CHALLENGE
Reproduce exactly the lines from the one containing "Can you find the person" through the last line of the records below, both included, and nothing else.

EXTRACTED MATERIAL

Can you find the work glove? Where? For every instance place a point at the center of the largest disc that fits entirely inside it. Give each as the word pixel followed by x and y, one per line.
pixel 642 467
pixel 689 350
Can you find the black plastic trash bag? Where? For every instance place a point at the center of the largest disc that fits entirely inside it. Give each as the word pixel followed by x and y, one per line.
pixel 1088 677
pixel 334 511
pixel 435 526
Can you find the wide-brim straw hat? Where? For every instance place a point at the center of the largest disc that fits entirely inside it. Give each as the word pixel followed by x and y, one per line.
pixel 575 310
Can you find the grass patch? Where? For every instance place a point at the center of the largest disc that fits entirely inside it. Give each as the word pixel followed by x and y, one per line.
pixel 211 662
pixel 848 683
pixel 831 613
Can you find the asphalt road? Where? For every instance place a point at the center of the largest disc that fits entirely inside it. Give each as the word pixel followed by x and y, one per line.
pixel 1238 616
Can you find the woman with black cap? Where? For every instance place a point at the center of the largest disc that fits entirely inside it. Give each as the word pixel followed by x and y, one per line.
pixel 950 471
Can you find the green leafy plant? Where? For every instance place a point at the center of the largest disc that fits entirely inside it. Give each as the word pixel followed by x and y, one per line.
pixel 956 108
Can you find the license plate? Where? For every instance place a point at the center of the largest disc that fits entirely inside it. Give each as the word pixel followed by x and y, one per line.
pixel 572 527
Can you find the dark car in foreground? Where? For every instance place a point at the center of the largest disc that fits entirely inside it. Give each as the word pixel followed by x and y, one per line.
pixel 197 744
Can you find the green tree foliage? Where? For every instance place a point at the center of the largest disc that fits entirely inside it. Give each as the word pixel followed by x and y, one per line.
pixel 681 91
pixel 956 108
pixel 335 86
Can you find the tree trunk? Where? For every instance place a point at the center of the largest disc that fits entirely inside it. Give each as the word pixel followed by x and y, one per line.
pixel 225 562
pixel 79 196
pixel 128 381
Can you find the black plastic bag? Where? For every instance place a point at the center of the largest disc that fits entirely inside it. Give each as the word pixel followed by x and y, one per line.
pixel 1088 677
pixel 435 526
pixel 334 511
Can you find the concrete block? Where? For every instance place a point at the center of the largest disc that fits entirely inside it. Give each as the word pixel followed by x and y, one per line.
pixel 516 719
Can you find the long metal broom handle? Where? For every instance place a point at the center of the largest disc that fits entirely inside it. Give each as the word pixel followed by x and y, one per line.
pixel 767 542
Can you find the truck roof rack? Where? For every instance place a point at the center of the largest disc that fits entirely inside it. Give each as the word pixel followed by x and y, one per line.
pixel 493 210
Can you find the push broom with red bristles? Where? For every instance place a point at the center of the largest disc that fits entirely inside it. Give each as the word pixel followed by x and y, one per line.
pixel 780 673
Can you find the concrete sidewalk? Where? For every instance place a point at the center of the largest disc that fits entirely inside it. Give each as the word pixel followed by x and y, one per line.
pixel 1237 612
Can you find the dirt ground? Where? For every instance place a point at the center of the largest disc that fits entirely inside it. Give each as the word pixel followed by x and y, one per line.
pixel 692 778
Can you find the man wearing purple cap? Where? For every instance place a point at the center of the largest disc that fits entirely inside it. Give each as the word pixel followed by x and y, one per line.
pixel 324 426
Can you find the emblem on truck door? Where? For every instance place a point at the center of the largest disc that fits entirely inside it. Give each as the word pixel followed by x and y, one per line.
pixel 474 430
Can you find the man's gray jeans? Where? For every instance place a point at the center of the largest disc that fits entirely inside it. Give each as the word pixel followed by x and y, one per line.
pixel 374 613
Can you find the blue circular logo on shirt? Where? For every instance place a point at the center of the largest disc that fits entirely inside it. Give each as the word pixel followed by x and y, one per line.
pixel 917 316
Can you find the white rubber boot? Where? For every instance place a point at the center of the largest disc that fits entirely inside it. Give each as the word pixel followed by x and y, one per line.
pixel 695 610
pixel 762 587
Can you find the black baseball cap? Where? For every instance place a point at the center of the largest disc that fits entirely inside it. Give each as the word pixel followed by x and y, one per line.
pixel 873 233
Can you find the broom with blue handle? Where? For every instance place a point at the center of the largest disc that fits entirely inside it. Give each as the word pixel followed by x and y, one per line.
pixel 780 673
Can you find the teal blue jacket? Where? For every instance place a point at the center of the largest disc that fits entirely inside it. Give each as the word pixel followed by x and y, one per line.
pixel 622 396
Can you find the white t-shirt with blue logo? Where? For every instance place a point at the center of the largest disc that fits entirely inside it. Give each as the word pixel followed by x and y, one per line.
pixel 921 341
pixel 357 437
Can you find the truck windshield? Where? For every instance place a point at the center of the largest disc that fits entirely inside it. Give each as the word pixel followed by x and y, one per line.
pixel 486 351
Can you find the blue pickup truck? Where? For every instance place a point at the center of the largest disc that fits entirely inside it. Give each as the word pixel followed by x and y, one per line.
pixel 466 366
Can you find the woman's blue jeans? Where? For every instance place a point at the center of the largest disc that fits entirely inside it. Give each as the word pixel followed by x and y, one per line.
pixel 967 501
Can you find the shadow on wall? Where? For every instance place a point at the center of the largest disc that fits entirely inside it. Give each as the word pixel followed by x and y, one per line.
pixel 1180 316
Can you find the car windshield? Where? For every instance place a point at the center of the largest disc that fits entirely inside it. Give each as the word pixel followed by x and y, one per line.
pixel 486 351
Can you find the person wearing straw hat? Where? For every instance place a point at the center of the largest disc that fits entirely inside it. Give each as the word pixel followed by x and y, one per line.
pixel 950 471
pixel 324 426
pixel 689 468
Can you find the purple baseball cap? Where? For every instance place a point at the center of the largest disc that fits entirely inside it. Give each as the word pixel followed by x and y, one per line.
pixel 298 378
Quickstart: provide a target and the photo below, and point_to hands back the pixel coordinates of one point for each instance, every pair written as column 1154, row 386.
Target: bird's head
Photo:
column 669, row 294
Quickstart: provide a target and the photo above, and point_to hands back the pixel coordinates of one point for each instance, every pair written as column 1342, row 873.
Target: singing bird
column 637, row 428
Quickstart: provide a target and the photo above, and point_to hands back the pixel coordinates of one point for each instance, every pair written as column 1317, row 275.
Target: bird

ANSWER TO THIS PROBLEM
Can you find the person wearing straw hat? Where? For every instance place a point at the center of the largest disc that fits entirely inside it. Give each as the word pixel followed by x and y, one per line.
pixel 950 471
pixel 324 426
pixel 689 468
Can you find the purple baseball cap? Where? For every instance place a point at the center of the largest disc that fits entirely inside it. Give each as the word pixel followed by x and y, one per line.
pixel 298 378
Quickstart: provide a target and the photo below, and point_to hands back the pixel coordinates of one point for each instance, every pair written as column 1154, row 386.
Target: bird's head
Photo:
column 669, row 294
Quickstart: provide a target and the photo above, and point_to hands back the pixel coordinates of one point for each instance, every pair written as column 1342, row 873.
Target: singing bird
column 637, row 428
Quickstart: provide a target and the photo above, and point_to hands back the pixel coordinates of one point for each instance, every pair written as column 1317, row 275.
Target: bird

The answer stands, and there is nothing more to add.